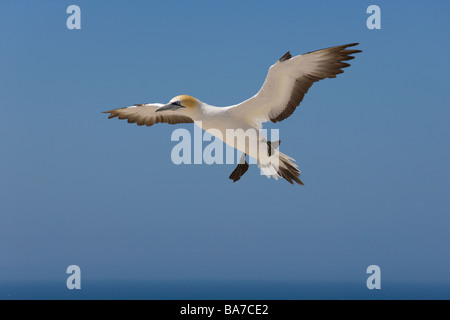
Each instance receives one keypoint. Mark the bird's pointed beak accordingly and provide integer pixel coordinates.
(169, 107)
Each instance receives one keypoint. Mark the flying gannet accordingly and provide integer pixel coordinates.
(287, 81)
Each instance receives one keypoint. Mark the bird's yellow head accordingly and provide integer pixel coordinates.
(181, 102)
(186, 101)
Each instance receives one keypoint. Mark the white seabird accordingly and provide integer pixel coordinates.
(287, 81)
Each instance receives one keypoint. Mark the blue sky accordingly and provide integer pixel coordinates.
(373, 144)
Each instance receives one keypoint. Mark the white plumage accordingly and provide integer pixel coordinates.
(287, 81)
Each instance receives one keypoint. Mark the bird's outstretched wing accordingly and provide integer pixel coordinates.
(289, 79)
(144, 114)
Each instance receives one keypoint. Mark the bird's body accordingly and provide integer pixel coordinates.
(287, 82)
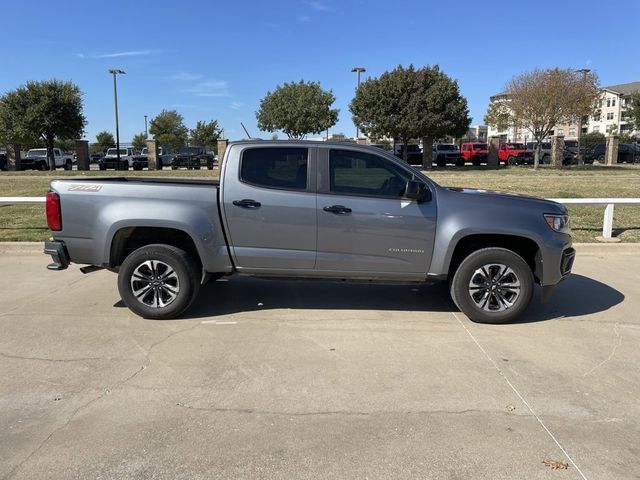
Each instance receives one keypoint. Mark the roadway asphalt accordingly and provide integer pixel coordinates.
(283, 380)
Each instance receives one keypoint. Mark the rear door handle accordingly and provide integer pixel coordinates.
(247, 203)
(337, 209)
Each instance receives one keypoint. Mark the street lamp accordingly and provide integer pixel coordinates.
(358, 70)
(584, 72)
(115, 72)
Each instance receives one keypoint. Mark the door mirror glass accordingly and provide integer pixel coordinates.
(417, 191)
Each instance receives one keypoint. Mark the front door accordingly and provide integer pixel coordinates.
(365, 225)
(270, 209)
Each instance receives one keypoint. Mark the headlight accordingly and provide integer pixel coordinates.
(559, 223)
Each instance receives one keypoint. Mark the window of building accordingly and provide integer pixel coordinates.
(283, 168)
(358, 173)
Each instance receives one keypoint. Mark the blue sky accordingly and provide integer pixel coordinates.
(217, 59)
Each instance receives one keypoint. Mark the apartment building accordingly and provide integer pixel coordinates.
(609, 116)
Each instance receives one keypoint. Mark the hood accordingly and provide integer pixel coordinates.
(505, 198)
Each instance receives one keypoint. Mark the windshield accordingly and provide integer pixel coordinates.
(37, 152)
(113, 151)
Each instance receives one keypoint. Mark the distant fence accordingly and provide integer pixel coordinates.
(607, 222)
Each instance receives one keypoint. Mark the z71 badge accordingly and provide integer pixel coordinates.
(85, 188)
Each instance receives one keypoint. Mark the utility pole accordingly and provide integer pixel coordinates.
(358, 70)
(116, 72)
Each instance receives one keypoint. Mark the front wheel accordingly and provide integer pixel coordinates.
(492, 285)
(158, 281)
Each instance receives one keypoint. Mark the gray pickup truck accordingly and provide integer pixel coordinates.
(309, 210)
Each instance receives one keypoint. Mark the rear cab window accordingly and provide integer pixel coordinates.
(283, 168)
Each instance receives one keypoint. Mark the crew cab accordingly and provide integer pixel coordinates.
(110, 160)
(474, 152)
(36, 159)
(514, 154)
(296, 209)
(444, 153)
(192, 158)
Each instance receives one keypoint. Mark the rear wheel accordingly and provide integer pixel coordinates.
(492, 285)
(158, 281)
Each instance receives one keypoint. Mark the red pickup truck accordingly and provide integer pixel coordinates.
(514, 154)
(474, 152)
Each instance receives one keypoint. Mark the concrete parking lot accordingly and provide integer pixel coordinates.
(283, 380)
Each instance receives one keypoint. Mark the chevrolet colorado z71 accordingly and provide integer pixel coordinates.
(309, 210)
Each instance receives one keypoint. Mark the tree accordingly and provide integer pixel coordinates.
(542, 99)
(411, 103)
(105, 140)
(139, 141)
(297, 109)
(168, 129)
(46, 111)
(633, 109)
(206, 134)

————

* _AIM OF THE EXERCISE_: Rewrite the lines from the one containing "Each instance receives one keypoint. Mark the red" down to the end of the lines, changing "pixel coordinates" to "image coordinates" and leaving everything else unchanged.

* _SOLUTION FOR THIS PROBLEM_:
Each instance receives one keypoint. Mark the red pickup truck accordingly and provide integer image coordinates.
(514, 154)
(474, 152)
Each instance receives one keypoint. Mark the concrete parking lot accordingly and provide integer image coordinates.
(283, 380)
Each instance receives one keypoint. Mark the chevrolet colorado z71 accordingly and provide integer image coordinates.
(309, 210)
Each instance receives one keypoint. Mark the tree accordingly and provide integer image coordinates.
(542, 99)
(411, 103)
(105, 140)
(139, 141)
(297, 109)
(168, 129)
(46, 111)
(633, 109)
(206, 134)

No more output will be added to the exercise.